_GIVEN INSTRUCTION_
Render the records below as a Markdown table with the columns Row and Line, starting at the line containing "of the green" and running through the end of the records, both ends included. Put one row number and one line per row, leaving blank lines out.
━━━━━━━━━━━━━━━━━━━━
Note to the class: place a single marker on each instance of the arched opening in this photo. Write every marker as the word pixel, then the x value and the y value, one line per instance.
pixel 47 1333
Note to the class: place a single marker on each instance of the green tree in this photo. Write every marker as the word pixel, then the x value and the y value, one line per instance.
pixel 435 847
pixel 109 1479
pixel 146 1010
━━━━━━━━━━━━━━━━━━━━
_REPLY TO THE EXERCISE_
| Row | Line |
|---|---|
| 1 | Note to the class: place a single marker on each instance of the green tree in this photo. Write every marker as the word pixel, then the x value and the y value, one line per instance. |
| 2 | pixel 435 847 |
| 3 | pixel 109 1479 |
| 4 | pixel 146 1010 |